## Exercise details
Copy the data that follows exactly. Include no pictures.

(Excerpts of pointing data)
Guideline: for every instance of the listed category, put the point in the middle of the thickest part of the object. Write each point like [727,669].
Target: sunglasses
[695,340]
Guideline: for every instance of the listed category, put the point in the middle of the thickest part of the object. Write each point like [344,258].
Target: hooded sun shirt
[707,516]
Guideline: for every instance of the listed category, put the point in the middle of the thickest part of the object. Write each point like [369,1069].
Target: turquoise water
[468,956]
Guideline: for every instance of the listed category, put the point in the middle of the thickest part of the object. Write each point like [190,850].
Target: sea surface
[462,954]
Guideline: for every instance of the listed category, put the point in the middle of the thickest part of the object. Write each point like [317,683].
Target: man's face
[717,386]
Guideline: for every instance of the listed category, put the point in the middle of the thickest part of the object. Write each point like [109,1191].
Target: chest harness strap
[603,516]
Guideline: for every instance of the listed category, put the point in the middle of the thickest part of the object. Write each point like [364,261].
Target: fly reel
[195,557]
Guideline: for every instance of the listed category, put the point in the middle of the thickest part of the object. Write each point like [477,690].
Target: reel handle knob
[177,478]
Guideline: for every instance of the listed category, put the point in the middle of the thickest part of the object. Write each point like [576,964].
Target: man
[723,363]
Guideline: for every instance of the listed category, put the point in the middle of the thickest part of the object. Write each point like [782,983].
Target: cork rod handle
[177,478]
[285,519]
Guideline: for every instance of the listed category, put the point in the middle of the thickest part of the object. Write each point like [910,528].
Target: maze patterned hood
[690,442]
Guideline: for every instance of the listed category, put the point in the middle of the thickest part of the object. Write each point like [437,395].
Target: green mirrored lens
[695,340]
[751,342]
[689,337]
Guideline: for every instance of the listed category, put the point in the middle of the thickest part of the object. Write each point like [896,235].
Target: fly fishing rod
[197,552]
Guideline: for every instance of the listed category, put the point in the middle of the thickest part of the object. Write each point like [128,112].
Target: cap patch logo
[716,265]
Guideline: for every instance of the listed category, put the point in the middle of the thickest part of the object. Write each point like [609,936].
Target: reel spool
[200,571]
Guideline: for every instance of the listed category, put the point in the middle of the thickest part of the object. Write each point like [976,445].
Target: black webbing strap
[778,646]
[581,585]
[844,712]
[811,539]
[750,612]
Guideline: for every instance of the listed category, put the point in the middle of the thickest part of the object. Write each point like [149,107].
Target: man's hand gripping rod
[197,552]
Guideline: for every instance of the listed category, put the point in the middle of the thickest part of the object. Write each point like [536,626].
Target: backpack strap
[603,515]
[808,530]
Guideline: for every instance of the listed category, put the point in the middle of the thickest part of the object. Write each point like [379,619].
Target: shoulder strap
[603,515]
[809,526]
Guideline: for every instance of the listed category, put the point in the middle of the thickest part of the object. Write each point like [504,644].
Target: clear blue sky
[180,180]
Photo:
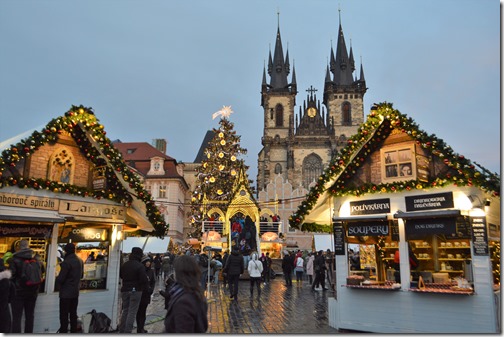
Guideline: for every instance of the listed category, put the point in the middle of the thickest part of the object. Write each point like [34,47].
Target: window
[162,191]
[312,169]
[346,118]
[279,115]
[398,164]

## Task result
Guideline: for every instance of the listed category, put the point in the middle of the thickest part of the object. Write each point like [727,669].
Target: sunglasses
[695,340]
Guideline: for every instance of the listed category, put the point in the middle of the thickest part of the object. Write each point like [344,258].
Target: hooded sun shirt
[707,516]
Guideline: for every instance of the listed category, put the point in the middle of the thickest part of the object. Write each point like [369,1069].
Target: turquoise water
[468,956]
Guideline: for every instance of the listed category, put the point in the middle of the thickest part of the object. Write each point like [190,850].
Target: sea surface
[462,954]
Guideline: for every instance of the listed category, put the point in the middle of the thickest part of the object. Write each point like [317,683].
Target: man's face
[717,386]
Guideline: for every instance of the listed category, put the point in the middle of the thickest part of the object. Write each point like [109,1191].
Target: chest harness strap
[603,516]
Guideline: for every instance of the listed category, put the point in the middle of the thickest part of the object. Write each point like [364,261].
Target: fly reel
[195,557]
Guideline: for every instance of the listed category, put the point in the middle of the thickest part of the object. Write each point like [477,690].
Target: reel handle knob
[177,478]
Guideline: for every instance of the listed category, put the point in the middle of the thickest part of the object. Write each point like [576,964].
Target: man
[723,363]
Guideline: for every instance of the listed category, put the point in the middle of the thickest part of the object. Write each point like [782,983].
Target: cork rod handle
[177,478]
[285,519]
Guideline: for every instance of the listed category, put the point in the middle of the thickest part of the object. Write each point like [910,528].
Target: maze patterned hood
[690,442]
Guideline: for every instance of the listed category, put the point in the middle of the thickest part of the object. Write each point like [437,395].
Target: green mirrored lens
[695,340]
[751,342]
[689,337]
Guideline: for every instance of the listed category, put the point in the middle of the thickest part of the object. Write each point like [896,235].
Target: fly fishing rod
[197,552]
Guideline: for every instance of the listed category, put the point in the middle of the thickest part of the object. Write each point like [128,112].
Target: cap patch logo
[716,265]
Guideline: for every instance of the listed category, put the point in the middle of the thickest part of the object. Write each point like [609,936].
Target: reel spool
[200,571]
Guideline: for every instance of the listed category, put the point in the middle of the thickest part of the object. Write each point like [976,445].
Target: black webbing strap
[778,646]
[581,585]
[844,712]
[811,539]
[750,612]
Guideline: for every instance of the listed category, put the point in the middle of the thickest part of the object. Write each point like [149,107].
Target: man's hand gripping rod
[197,552]
Guideline: for every instance of the listed category, put the point in the middle of the thickest part of the object. Write each point like [536,626].
Target: backpack strap
[603,515]
[808,530]
Guideline: for every instance of the listed category, put the point in the middle of the thickest part of the object. Write each point like [379,619].
Target: shoulder strap
[603,515]
[809,526]
Guideline: for every instance of the listed category, put the point in the middle of the thickest part of the object. Write each point like [504,644].
Target: clear blue sky
[180,180]
Photo:
Guideline: for every instance of the listed category, put the point in the middle of the thickest part of the object. Write each point like [34,47].
Target: window
[162,191]
[312,169]
[346,118]
[279,115]
[398,164]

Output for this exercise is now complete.